WHAT THE EXERCISE ASKS:
Could you copy every line of the data that contains "positive"?
*** Opening of EXERCISE INPUT ***
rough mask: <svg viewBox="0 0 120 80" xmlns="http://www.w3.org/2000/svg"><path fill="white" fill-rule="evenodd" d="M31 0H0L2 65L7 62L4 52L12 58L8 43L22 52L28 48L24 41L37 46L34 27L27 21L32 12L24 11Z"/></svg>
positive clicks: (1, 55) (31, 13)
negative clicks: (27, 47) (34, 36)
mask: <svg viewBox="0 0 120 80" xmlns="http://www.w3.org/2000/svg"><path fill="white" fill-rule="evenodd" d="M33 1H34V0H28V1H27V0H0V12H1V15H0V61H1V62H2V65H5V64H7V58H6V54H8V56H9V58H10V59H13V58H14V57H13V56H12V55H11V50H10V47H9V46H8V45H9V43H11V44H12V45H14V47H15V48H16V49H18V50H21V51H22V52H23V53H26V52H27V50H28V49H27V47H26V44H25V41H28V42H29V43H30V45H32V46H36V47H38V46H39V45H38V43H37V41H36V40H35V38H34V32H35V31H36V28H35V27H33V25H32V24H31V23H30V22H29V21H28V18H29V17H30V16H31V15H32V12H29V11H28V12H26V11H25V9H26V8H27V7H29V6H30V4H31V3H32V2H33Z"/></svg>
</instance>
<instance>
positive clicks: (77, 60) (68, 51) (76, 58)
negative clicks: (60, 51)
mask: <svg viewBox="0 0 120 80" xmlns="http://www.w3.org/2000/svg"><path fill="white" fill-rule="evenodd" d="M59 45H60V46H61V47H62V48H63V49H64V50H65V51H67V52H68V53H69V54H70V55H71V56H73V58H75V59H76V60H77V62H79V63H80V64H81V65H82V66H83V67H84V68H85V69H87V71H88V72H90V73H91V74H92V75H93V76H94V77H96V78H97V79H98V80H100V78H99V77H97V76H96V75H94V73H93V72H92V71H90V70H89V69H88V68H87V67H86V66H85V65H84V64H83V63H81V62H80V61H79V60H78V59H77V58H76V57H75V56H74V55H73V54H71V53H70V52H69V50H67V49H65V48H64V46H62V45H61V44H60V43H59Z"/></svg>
*** Close of EXERCISE INPUT ***
*** Opening of EXERCISE INPUT ***
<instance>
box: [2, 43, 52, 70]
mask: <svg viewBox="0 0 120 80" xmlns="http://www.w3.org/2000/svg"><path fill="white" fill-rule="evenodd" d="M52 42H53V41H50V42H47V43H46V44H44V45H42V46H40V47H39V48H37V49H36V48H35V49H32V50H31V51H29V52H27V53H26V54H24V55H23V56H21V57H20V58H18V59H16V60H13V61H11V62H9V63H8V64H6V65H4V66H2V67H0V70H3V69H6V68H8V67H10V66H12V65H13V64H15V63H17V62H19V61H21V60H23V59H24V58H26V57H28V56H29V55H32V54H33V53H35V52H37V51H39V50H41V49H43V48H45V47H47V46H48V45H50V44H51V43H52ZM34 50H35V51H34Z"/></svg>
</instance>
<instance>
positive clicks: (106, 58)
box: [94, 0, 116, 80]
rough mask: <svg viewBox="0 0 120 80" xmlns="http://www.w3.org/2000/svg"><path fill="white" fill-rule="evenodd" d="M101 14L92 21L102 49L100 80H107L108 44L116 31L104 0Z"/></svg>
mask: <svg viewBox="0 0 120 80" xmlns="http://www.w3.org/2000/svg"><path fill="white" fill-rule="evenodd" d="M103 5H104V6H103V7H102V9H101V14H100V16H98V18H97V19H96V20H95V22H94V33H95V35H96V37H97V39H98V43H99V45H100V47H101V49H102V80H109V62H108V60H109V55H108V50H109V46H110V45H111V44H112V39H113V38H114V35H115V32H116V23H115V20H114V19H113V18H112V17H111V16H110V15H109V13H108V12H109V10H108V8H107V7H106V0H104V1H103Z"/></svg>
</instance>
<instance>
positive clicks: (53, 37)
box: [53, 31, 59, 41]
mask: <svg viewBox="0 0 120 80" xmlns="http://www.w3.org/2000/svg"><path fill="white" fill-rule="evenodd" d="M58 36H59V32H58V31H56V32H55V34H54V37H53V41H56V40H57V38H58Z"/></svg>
*** Close of EXERCISE INPUT ***
*** Opening of EXERCISE INPUT ***
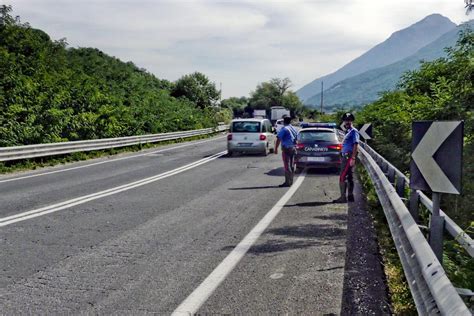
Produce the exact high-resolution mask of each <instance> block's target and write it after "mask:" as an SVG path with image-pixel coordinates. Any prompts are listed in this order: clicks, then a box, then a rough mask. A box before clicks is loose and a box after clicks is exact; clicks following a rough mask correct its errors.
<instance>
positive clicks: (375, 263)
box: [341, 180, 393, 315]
*** Close of EXERCISE INPUT ***
RESPONSE BOX:
positive clicks: (1, 55) (31, 13)
positive clicks: (77, 60) (68, 51) (76, 58)
positive clicks: (106, 58)
positive clicks: (53, 37)
positive clicks: (375, 263)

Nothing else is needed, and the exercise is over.